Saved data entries
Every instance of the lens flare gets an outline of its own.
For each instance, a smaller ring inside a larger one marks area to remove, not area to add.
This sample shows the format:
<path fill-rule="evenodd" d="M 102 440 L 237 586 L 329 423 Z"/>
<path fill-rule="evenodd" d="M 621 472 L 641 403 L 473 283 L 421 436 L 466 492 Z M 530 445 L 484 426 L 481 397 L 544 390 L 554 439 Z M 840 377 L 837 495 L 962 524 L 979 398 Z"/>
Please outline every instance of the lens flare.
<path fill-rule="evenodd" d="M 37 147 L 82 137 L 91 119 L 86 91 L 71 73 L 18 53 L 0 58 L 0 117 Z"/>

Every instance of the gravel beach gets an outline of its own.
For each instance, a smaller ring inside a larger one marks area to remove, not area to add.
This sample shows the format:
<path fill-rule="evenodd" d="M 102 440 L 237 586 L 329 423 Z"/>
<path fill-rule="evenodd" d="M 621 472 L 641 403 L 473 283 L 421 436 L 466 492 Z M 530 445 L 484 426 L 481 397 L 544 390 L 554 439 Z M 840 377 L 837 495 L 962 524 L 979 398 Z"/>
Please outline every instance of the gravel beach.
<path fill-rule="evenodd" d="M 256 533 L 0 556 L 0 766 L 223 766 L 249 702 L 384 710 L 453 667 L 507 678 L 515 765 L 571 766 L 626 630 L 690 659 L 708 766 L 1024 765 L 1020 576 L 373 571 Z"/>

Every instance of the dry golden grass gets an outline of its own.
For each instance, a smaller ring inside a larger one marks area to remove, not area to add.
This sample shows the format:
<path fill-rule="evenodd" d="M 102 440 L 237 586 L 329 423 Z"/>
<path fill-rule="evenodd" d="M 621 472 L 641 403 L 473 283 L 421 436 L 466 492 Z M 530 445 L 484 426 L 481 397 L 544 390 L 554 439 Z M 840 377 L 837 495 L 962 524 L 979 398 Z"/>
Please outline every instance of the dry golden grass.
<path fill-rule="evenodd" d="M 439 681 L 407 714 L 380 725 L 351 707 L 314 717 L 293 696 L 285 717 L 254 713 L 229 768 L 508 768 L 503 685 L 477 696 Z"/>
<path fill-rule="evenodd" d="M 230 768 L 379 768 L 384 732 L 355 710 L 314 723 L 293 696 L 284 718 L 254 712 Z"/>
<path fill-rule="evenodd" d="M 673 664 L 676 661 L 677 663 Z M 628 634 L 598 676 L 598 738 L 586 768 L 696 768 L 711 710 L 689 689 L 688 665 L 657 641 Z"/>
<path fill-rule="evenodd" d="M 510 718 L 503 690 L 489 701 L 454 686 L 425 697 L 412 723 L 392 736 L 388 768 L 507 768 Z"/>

What needs to be done: Give the records again, unchanged and complete.

Result for this exercise:
Every instance of the lens flare gets an outline of its own.
For each instance, a smaller ring inside a larger one marks area to remove, not area to add.
This sample shows the format:
<path fill-rule="evenodd" d="M 102 440 L 237 586 L 329 423 Z"/>
<path fill-rule="evenodd" d="M 621 472 L 641 403 L 473 283 L 421 436 L 466 492 Z M 530 445 L 484 426 L 481 397 L 544 390 L 554 439 Z M 840 377 L 837 495 L 962 524 L 979 398 Z"/>
Please outline every instance of the lens flare.
<path fill-rule="evenodd" d="M 37 147 L 82 137 L 91 119 L 86 91 L 71 73 L 18 53 L 0 58 L 0 117 Z"/>

Every instance of the gravel beach gets an outline of its own.
For each instance, a smaller ring inside a larger one marks area to remove, not area to add.
This sample shows the format:
<path fill-rule="evenodd" d="M 102 440 L 237 586 L 329 423 Z"/>
<path fill-rule="evenodd" d="M 621 472 L 641 403 L 473 283 L 421 436 L 466 492 Z M 530 445 L 484 426 L 481 397 L 544 390 L 554 439 Z M 840 377 L 837 495 L 962 524 L 979 398 Z"/>
Please outline every instance of the gravel beach.
<path fill-rule="evenodd" d="M 256 533 L 0 556 L 0 766 L 223 766 L 249 702 L 384 710 L 453 667 L 507 678 L 515 765 L 571 766 L 626 630 L 690 659 L 708 766 L 1024 765 L 1020 576 L 373 571 Z"/>

Every instance of the dry golden grass gets an outline of its own.
For each instance, a smaller ring inside a larger one marks area to remove, not area to add.
This sample shows the format:
<path fill-rule="evenodd" d="M 102 440 L 237 586 L 329 423 Z"/>
<path fill-rule="evenodd" d="M 621 472 L 641 403 L 473 283 L 421 436 L 466 492 Z M 530 445 L 484 426 L 481 397 L 544 390 L 554 439 Z M 840 377 L 837 495 L 962 524 L 979 398 Z"/>
Please outline every instance of the dry golden grass.
<path fill-rule="evenodd" d="M 439 681 L 407 714 L 380 725 L 351 707 L 314 717 L 293 696 L 285 717 L 254 713 L 229 768 L 508 768 L 503 685 L 477 696 Z"/>
<path fill-rule="evenodd" d="M 230 768 L 379 768 L 384 732 L 355 710 L 314 723 L 293 696 L 284 718 L 254 712 Z"/>
<path fill-rule="evenodd" d="M 673 664 L 676 661 L 677 663 Z M 628 634 L 598 676 L 598 738 L 586 768 L 696 768 L 711 710 L 689 689 L 688 665 L 657 641 Z"/>
<path fill-rule="evenodd" d="M 510 718 L 503 690 L 489 701 L 454 686 L 425 697 L 412 723 L 392 736 L 388 768 L 507 768 Z"/>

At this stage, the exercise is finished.